- **What is expected**
Skip the pictures and quote all of the lines exactly.

- **Task data**
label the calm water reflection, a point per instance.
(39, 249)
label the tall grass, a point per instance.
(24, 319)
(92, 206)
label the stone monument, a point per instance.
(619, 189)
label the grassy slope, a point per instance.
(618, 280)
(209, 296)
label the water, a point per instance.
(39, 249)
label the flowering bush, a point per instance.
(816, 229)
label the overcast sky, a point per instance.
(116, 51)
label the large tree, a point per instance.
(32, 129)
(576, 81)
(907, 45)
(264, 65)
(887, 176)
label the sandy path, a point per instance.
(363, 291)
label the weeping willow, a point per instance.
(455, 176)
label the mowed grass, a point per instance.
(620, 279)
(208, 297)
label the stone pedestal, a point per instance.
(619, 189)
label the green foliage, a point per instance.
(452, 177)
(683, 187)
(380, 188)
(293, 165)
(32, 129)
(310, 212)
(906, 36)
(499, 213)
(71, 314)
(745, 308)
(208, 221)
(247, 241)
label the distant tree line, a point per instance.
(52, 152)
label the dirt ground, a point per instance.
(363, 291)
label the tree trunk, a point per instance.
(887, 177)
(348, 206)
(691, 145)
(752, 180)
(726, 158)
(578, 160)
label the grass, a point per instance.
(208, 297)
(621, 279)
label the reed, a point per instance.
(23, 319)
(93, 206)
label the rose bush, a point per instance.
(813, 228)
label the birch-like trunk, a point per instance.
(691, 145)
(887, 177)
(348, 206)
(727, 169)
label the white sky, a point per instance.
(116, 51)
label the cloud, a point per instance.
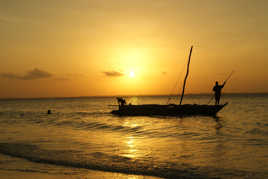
(113, 73)
(30, 75)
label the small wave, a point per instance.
(96, 161)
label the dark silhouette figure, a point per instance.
(217, 90)
(121, 101)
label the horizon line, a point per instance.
(142, 95)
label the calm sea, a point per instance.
(81, 134)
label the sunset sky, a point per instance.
(60, 48)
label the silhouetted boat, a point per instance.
(170, 109)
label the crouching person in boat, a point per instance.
(217, 92)
(121, 102)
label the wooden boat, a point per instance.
(170, 109)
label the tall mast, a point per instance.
(184, 83)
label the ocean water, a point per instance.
(81, 134)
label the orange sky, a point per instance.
(88, 48)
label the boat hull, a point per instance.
(168, 110)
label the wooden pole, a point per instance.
(184, 83)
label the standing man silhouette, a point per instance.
(217, 90)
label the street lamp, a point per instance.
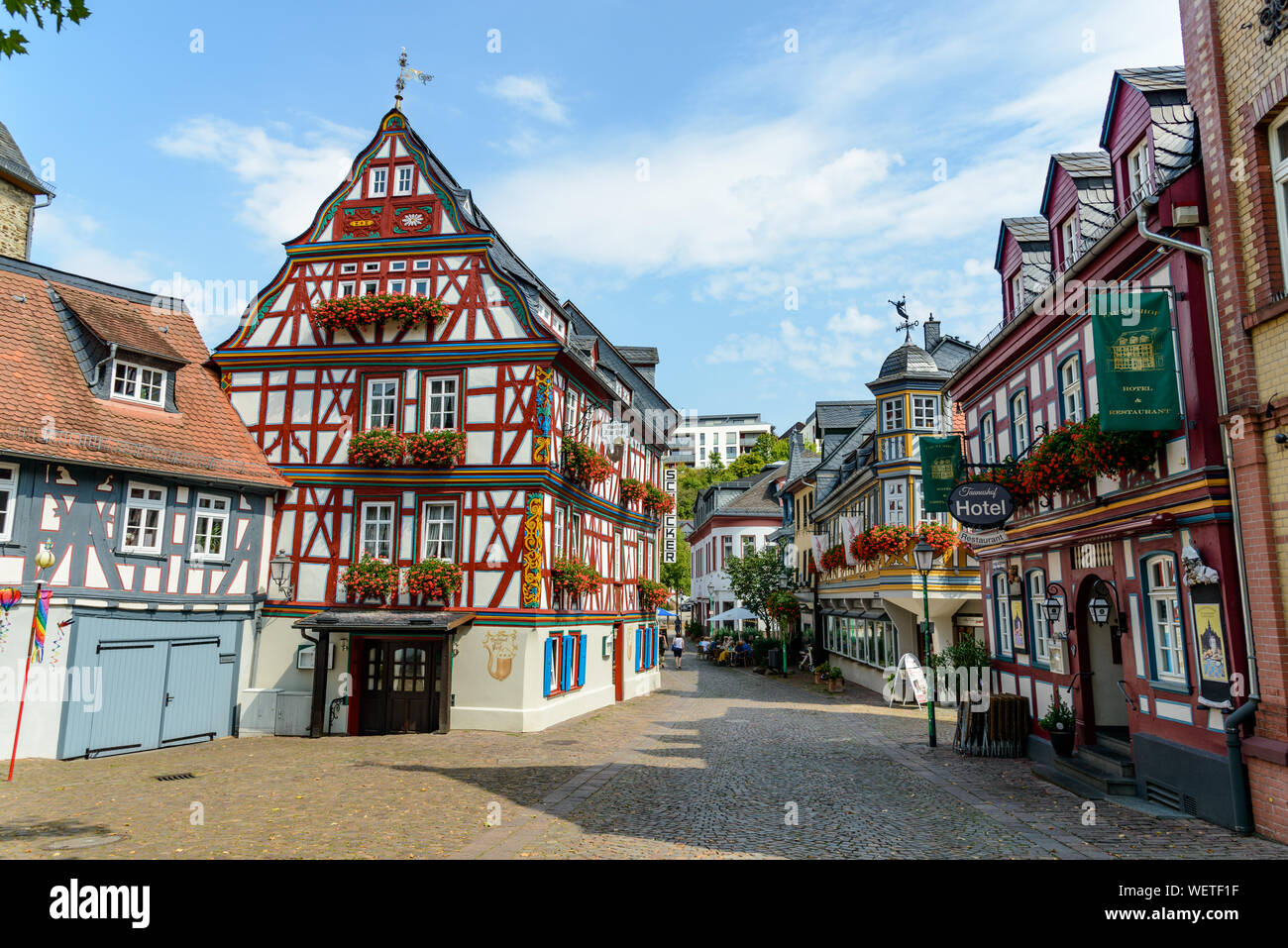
(923, 556)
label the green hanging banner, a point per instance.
(940, 471)
(1134, 363)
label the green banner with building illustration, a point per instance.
(940, 471)
(1134, 363)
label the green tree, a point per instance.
(13, 43)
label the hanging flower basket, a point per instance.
(441, 447)
(656, 501)
(370, 579)
(653, 595)
(632, 489)
(376, 309)
(434, 579)
(376, 447)
(584, 464)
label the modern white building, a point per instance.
(698, 436)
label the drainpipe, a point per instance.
(1223, 406)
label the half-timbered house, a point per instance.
(520, 376)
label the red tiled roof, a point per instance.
(40, 377)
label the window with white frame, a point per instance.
(1070, 389)
(1164, 618)
(138, 382)
(381, 403)
(1137, 171)
(892, 414)
(1279, 176)
(439, 401)
(377, 530)
(1020, 421)
(145, 514)
(210, 527)
(402, 179)
(896, 493)
(925, 412)
(8, 498)
(438, 530)
(987, 440)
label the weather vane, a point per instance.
(406, 72)
(901, 307)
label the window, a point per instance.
(1069, 240)
(1037, 616)
(892, 415)
(377, 531)
(896, 501)
(145, 510)
(987, 440)
(1020, 421)
(138, 384)
(381, 403)
(1003, 616)
(210, 527)
(1164, 618)
(8, 498)
(925, 412)
(1070, 389)
(1137, 171)
(402, 179)
(566, 662)
(439, 403)
(438, 531)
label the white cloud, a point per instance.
(283, 181)
(531, 94)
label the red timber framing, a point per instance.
(501, 368)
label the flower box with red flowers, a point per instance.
(439, 447)
(370, 579)
(434, 579)
(376, 309)
(376, 447)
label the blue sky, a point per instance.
(872, 161)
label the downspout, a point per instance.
(1240, 798)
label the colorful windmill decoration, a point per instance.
(9, 597)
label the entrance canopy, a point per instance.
(385, 621)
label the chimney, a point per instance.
(931, 333)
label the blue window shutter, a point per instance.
(550, 661)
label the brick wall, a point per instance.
(14, 204)
(1237, 85)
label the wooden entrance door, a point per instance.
(399, 685)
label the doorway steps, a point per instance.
(1102, 769)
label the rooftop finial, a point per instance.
(406, 72)
(902, 308)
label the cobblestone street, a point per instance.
(716, 766)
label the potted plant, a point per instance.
(835, 679)
(434, 579)
(1057, 721)
(376, 447)
(439, 447)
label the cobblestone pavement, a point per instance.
(722, 763)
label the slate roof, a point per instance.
(44, 376)
(14, 166)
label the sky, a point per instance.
(742, 184)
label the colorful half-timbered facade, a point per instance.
(519, 376)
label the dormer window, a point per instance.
(138, 384)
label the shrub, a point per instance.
(355, 312)
(441, 447)
(376, 447)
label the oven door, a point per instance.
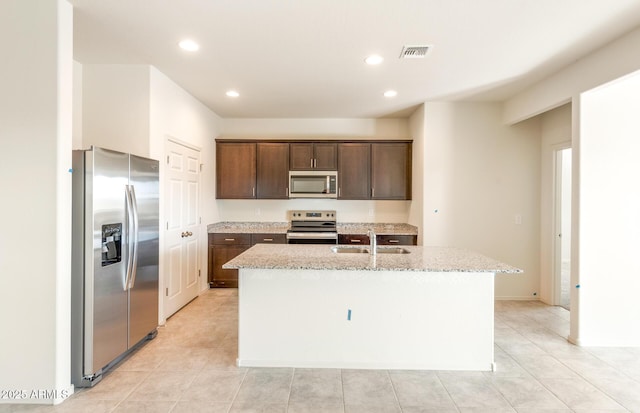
(312, 237)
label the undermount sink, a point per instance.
(362, 250)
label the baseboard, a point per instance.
(516, 298)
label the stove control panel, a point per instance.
(306, 215)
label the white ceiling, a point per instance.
(305, 58)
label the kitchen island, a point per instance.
(429, 308)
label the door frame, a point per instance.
(556, 241)
(162, 319)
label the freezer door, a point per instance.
(106, 246)
(143, 297)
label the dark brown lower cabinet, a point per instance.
(224, 247)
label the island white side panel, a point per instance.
(366, 319)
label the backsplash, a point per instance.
(347, 210)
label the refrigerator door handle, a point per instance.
(134, 237)
(130, 240)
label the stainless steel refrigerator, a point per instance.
(115, 259)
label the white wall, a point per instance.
(136, 108)
(347, 211)
(481, 188)
(616, 59)
(322, 128)
(607, 233)
(177, 115)
(555, 134)
(36, 39)
(416, 209)
(115, 107)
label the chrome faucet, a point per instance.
(373, 244)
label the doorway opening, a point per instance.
(562, 231)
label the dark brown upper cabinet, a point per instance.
(236, 170)
(354, 166)
(272, 171)
(306, 156)
(391, 170)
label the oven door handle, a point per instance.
(312, 235)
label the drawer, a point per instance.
(397, 239)
(224, 283)
(231, 239)
(268, 239)
(353, 239)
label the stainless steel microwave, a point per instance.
(313, 184)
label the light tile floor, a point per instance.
(190, 367)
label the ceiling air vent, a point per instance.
(414, 52)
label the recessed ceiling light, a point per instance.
(189, 45)
(374, 59)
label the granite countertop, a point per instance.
(320, 257)
(282, 227)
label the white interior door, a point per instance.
(562, 245)
(182, 227)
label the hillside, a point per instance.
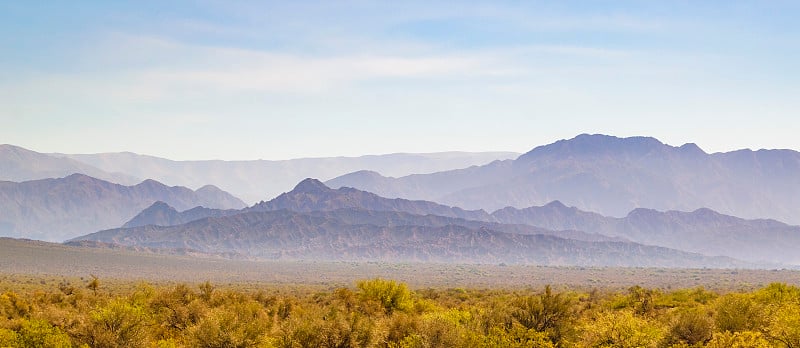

- **Correct result**
label the calm water reflection, a point per instance.
(39, 249)
label the tall grass, a point per instance.
(24, 319)
(92, 206)
label the stone monument, a point per instance.
(619, 189)
label the grassy slope, a point per instance.
(618, 280)
(209, 296)
label the water, a point per instance.
(39, 249)
label the flowering bush, a point per instance.
(816, 229)
label the overcast sky, a point per instance.
(116, 51)
label the large tree, a point per instance.
(32, 129)
(576, 81)
(907, 45)
(264, 65)
(887, 176)
label the sandy path, a point per instance.
(363, 291)
label the weeping willow, a point per instance.
(455, 176)
label the mowed grass, a point per instance.
(620, 279)
(208, 297)
label the stone pedestal, a point per instance.
(619, 189)
label the green foliage, a point per instance.
(452, 177)
(683, 187)
(380, 188)
(293, 165)
(32, 129)
(310, 212)
(906, 36)
(499, 213)
(71, 314)
(745, 308)
(208, 221)
(247, 241)
label the distant tree line, a point per instance.
(52, 152)
label the dirt ground, a point per instance.
(363, 291)
label the tree trunk, a point per instance.
(887, 177)
(348, 206)
(691, 145)
(752, 180)
(726, 158)
(578, 160)
label the grass, a point per instance.
(208, 297)
(621, 279)
label the reed, a point per instance.
(23, 319)
(93, 206)
label the rose bush, a point per instance.
(813, 228)
label the birch-like trunk, a point per instance.
(691, 145)
(887, 177)
(348, 206)
(727, 169)
label the white sky, a point per instance.
(116, 51)
label the cloud, a point per instance.
(113, 73)
(30, 75)
label the small wave, a point per instance.
(96, 161)
label the dark silhouette figure, a point per instance.
(217, 90)
(121, 101)
label the horizon line, a point per instance.
(142, 95)
label the calm sea, a point per instance.
(81, 134)
label the sunset sky, a point per instance.
(60, 48)
label the silhouetted boat, a point per instance.
(170, 109)
label the crouching person in boat, a point per instance.
(217, 92)
(121, 102)
label the wooden boat, a point per instance.
(170, 109)
label the tall mast, a point per instance.
(184, 83)
label the ocean water, a point per instance.
(81, 134)
label the orange sky, a point per instance.
(88, 48)
label the boat hull, a point per instance.
(168, 110)
label the wooden pole, a point per instance.
(184, 83)
label the standing man silhouette, a point per instance.
(217, 90)
label the street lamp, a point per instance.
(923, 556)
label the green hanging banner, a point per instance.
(940, 471)
(1134, 363)
label the green banner with building illustration, a point per instance.
(940, 471)
(1134, 363)
label the green tree, a point per instance.
(13, 43)
label the hanging flower basket, a point per instance.
(441, 447)
(656, 501)
(370, 579)
(653, 595)
(632, 489)
(376, 309)
(434, 579)
(376, 447)
(584, 464)
label the modern white building, a point per instance.
(698, 436)
label the drainpipe, a point per instance.
(1223, 406)
label the half-timbered house, a point per instance.
(520, 376)
label the red tiled roof, a point per instance.
(40, 377)
label the window with white frame, a point per instance.
(1070, 389)
(1164, 618)
(138, 382)
(381, 403)
(1137, 171)
(892, 414)
(1279, 176)
(439, 401)
(377, 530)
(1020, 421)
(145, 514)
(210, 527)
(402, 179)
(896, 493)
(925, 412)
(8, 498)
(438, 530)
(987, 440)
label the weather vane, a point per instance.
(406, 72)
(901, 307)
label the window, a point per instance.
(1069, 240)
(1037, 616)
(892, 415)
(377, 531)
(896, 501)
(145, 510)
(987, 440)
(1020, 421)
(138, 384)
(381, 403)
(1003, 616)
(210, 527)
(1164, 618)
(8, 498)
(925, 412)
(1070, 389)
(1137, 171)
(402, 179)
(566, 662)
(439, 403)
(438, 531)
label the white cloud, a point per instance.
(283, 181)
(531, 94)
label the red timber framing, a point per instance.
(501, 368)
label the flower box with red flowers, a point per instance.
(439, 447)
(370, 579)
(434, 579)
(376, 309)
(376, 447)
label the blue sky, a point per instance.
(872, 161)
label the downspout, a point per instance.
(1240, 798)
label the colorful windmill decoration, a point per instance.
(9, 597)
label the entrance canopy, a point per instance.
(385, 621)
label the chimney, a point per instance.
(931, 333)
label the blue window shutter, a point per instance.
(550, 661)
label the brick wall, a point per instance.
(14, 204)
(1237, 85)
label the wooden entrance door, a point per instance.
(399, 685)
label the doorway steps, a point per instance.
(1102, 769)
label the rooftop finial, a point per instance.
(406, 72)
(902, 308)
label the cobblestone street, a point per instance.
(716, 766)
label the potted plant, a point per instance.
(835, 679)
(434, 579)
(1057, 721)
(376, 447)
(439, 447)
label the cobblestone pavement, a point per instance.
(722, 763)
label the slate roof, a point per instance.
(44, 376)
(14, 166)
label the sky, a point per instance.
(742, 184)
label the colorful half-timbered facade, a point per instance.
(519, 376)
label the dormer window, a point per instance.
(138, 384)
label the shrub, a point per instance.
(355, 312)
(441, 447)
(376, 447)
label the oven door, a point per instance.
(312, 237)
label the undermount sink, a point per instance.
(362, 250)
label the baseboard, a point per instance.
(516, 298)
label the stove control panel, a point per instance.
(306, 215)
label the white ceiling, a point per instance.
(305, 58)
label the kitchen island, a point per instance.
(429, 308)
label the door frame, a point per instance.
(556, 241)
(162, 319)
label the freezer door, a point per instance.
(106, 246)
(143, 297)
label the dark brown lower cabinet, a point per instance.
(224, 247)
label the island white side panel, a point per instance.
(366, 319)
label the backsplash, a point per instance.
(347, 210)
label the refrigerator door handle, a point per instance.
(134, 237)
(130, 240)
label the stainless steel refrigerator, a point per instance.
(115, 259)
label the white wall, a point per instance.
(136, 108)
(347, 211)
(481, 188)
(616, 59)
(322, 128)
(607, 233)
(177, 115)
(555, 134)
(36, 39)
(416, 209)
(115, 107)
label the chrome faucet, a point per instance.
(373, 244)
label the doorway opening, a point per instance.
(562, 231)
label the dark brown upper cabinet, a point per instance.
(236, 170)
(354, 166)
(272, 171)
(306, 156)
(391, 170)
label the oven door handle, a point per instance.
(312, 235)
label the drawer, a point per instance.
(397, 239)
(224, 283)
(231, 239)
(268, 239)
(353, 239)
label the stainless steel microwave, a point per instance.
(313, 184)
label the light tile floor, a point per instance.
(190, 367)
label the ceiling air vent, a point per instance.
(414, 52)
label the recessed ceiling light, a point per instance.
(189, 45)
(374, 59)
label the granite countertop, a point per instance.
(320, 257)
(282, 227)
label the white interior door, a point per instance.
(562, 245)
(182, 227)
label the hillside, a point per instance.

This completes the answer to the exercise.